## Task item
Each record is to be reproduced verbatim.

## Point-per-instance localization data
[Start of section]

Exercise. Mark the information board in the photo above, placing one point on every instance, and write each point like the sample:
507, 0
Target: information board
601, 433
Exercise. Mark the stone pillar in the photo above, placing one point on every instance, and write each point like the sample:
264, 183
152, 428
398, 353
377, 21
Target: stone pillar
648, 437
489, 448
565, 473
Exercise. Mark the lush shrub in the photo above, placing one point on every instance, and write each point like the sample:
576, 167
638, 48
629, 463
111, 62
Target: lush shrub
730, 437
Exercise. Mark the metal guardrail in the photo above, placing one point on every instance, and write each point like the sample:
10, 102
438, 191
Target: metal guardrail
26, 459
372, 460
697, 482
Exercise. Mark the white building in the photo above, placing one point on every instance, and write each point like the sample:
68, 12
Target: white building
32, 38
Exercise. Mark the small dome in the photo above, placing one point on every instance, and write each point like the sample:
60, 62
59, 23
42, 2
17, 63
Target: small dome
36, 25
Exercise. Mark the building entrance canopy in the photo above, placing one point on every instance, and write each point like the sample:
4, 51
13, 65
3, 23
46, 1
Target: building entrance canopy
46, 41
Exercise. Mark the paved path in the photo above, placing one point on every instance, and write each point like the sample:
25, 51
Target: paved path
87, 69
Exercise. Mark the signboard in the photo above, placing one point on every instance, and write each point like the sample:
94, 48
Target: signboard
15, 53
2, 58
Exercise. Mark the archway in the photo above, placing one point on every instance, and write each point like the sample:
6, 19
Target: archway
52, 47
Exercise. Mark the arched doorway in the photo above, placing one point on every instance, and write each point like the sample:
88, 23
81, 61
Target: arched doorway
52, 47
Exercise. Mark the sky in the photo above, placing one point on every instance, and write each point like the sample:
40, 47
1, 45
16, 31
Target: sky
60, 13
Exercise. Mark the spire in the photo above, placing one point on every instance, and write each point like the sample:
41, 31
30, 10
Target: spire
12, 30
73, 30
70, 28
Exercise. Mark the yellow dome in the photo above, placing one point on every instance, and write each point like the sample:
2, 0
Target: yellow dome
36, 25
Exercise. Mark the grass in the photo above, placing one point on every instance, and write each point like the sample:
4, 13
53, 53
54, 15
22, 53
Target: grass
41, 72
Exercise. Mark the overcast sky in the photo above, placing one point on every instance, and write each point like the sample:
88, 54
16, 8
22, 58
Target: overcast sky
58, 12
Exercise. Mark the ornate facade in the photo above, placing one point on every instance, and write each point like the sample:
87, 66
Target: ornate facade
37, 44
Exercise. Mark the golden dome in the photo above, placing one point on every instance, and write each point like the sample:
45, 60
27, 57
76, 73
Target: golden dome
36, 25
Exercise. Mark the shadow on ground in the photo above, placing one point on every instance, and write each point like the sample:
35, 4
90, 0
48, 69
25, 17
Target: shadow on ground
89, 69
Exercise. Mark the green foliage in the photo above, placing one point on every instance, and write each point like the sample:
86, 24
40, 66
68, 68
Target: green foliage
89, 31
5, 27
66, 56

[End of section]

## Task result
Exercise. Mark the information board in the photo above, placing one point on every instance, and write each point like the sample:
507, 0
Target: information board
601, 433
Exercise. Mark the stone pillar in the photo above, placing one point on every instance, and write each point like the sample:
264, 183
152, 428
398, 353
377, 21
Target: stone pillar
648, 437
489, 448
565, 473
Exercise. Mark the lush shrub in the photo above, placing one point on every instance, and write each point like the sample:
576, 167
638, 48
629, 463
111, 62
Target: lush shrub
730, 437
Exercise. Mark the metal guardrail in the photo above, placing one point on every instance, and write each point like the sample:
10, 102
438, 191
Target: metal guardrail
26, 459
372, 460
697, 482
Exercise. Mark the white building in the photo above, placing one point on every instance, and write each point like the sample:
68, 12
Target: white building
32, 38
Exercise. Mark the small dome in the photo above, placing one point on every instance, and write each point like the sample:
60, 62
59, 23
42, 2
17, 63
Target: small dome
36, 25
Exercise. Mark the building entrance canopy in the photo above, placing one point on every instance, and write each point like the sample:
4, 51
13, 65
3, 23
46, 1
Target: building entrance canopy
46, 41
Exercise. Mark the paved path in the photo above, placing one point on every instance, and write each point like the sample:
25, 51
Target: paved path
87, 69
Exercise. Mark the signboard in the photo above, placing one point on every instance, and write each point like the sample:
94, 48
Target: signboard
15, 53
2, 58
Exercise. Mark the archway in the photo above, placing one point on every instance, and write each point like the sample:
6, 19
Target: archway
52, 47
Exercise. Mark the arched doorway in the photo above, placing one point on every instance, and write each point like the sample:
88, 23
81, 61
Target: arched doorway
52, 47
Exercise. Mark the sky in the photo above, placing one point on every instance, and write each point like the sample:
40, 47
1, 45
16, 31
Target: sky
60, 13
Exercise. Mark the spire in the photo above, placing one point on every instance, and write each point like the sample:
41, 31
30, 10
Target: spire
12, 30
73, 30
70, 28
Exercise. Mark the yellow dome in the photo above, placing one point on every instance, and write each point like the sample:
2, 0
Target: yellow dome
36, 25
Exercise. Mark the grass in the photo above, placing one point on every instance, and write each point like the sample:
4, 13
53, 53
54, 15
22, 53
Target: grass
41, 72
Exercise. Mark the overcast sky in the photo above, placing one point on every instance, and write each point like the sample:
88, 54
16, 8
22, 58
Target: overcast sky
58, 12
Exercise. Mark the ornate facade in the photo above, placing one point on every instance, and write each point like the sample:
87, 66
Target: ornate facade
37, 44
Exercise. Mark the golden dome in the photo above, placing one point on every instance, and write each point like the sample:
45, 60
27, 57
76, 73
Target: golden dome
36, 25
Exercise. Mark the shadow on ground in the photo above, placing one point on every instance, and write each point like the sample:
35, 4
90, 0
48, 69
25, 17
Target: shadow on ground
89, 69
Exercise. Mark the green foliage in the photo above, placing one point on every instance, and write each point like the sample:
86, 24
40, 66
68, 68
Target: green foliage
89, 31
5, 27
66, 56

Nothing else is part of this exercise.